§ Data:
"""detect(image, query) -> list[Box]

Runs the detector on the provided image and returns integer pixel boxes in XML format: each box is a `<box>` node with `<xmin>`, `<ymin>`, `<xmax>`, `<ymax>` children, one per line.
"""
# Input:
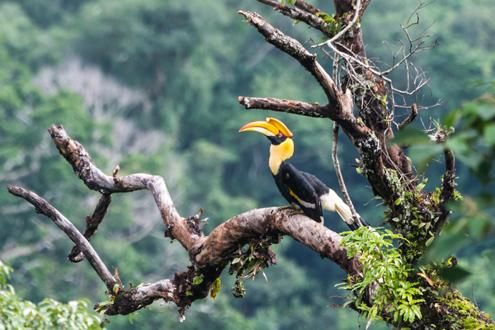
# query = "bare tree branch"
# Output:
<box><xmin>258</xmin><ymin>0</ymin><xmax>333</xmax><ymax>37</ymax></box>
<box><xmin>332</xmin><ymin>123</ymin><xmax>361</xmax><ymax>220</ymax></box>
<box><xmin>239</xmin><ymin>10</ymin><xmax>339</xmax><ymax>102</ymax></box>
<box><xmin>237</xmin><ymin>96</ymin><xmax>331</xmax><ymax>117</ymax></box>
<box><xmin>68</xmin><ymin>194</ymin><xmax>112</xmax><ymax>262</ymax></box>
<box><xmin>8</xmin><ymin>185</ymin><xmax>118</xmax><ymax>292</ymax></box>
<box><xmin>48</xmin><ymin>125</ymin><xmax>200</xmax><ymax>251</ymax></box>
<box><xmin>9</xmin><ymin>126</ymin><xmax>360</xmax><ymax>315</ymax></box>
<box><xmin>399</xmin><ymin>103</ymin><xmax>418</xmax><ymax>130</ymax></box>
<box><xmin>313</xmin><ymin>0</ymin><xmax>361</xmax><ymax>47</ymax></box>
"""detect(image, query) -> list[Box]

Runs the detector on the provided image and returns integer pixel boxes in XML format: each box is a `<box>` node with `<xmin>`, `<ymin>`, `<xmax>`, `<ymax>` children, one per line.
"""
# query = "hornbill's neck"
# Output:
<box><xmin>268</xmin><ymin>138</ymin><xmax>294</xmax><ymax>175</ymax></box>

§ The task: Rescale the box coordinates in all the lines above by multiplying each one by 1.1 and rounding to the nearest whole number, with halves rounded up. Reproduce every line in full with the new values, and leave the pictures out.

§ Solution for this problem:
"""detect(image, query) -> list[Box]

Runs the detector on the provided image and returns integer pixel boxes in XML format: each box is a `<box>` node with `<xmin>`, `<ymin>`, `<xmax>`, `<ymax>` children, one per line.
"""
# Input:
# query = "bare tree branch"
# Output:
<box><xmin>284</xmin><ymin>0</ymin><xmax>366</xmax><ymax>41</ymax></box>
<box><xmin>365</xmin><ymin>135</ymin><xmax>397</xmax><ymax>242</ymax></box>
<box><xmin>263</xmin><ymin>11</ymin><xmax>373</xmax><ymax>112</ymax></box>
<box><xmin>261</xmin><ymin>106</ymin><xmax>364</xmax><ymax>129</ymax></box>
<box><xmin>75</xmin><ymin>213</ymin><xmax>123</xmax><ymax>288</ymax></box>
<box><xmin>9</xmin><ymin>204</ymin><xmax>130</xmax><ymax>321</ymax></box>
<box><xmin>53</xmin><ymin>138</ymin><xmax>220</xmax><ymax>276</ymax></box>
<box><xmin>10</xmin><ymin>139</ymin><xmax>396</xmax><ymax>347</ymax></box>
<box><xmin>439</xmin><ymin>113</ymin><xmax>460</xmax><ymax>143</ymax></box>
<box><xmin>344</xmin><ymin>0</ymin><xmax>397</xmax><ymax>52</ymax></box>
"""detect(image, query) -> list[Box]

Runs the detector on the provided image and returns integer pixel boxes in XML format: each box is a `<box>` node with `<xmin>`, `<ymin>`, `<xmax>`, `<ymax>` children, one per line.
"""
# query = "hornbill's neck"
# Output:
<box><xmin>295</xmin><ymin>152</ymin><xmax>323</xmax><ymax>193</ymax></box>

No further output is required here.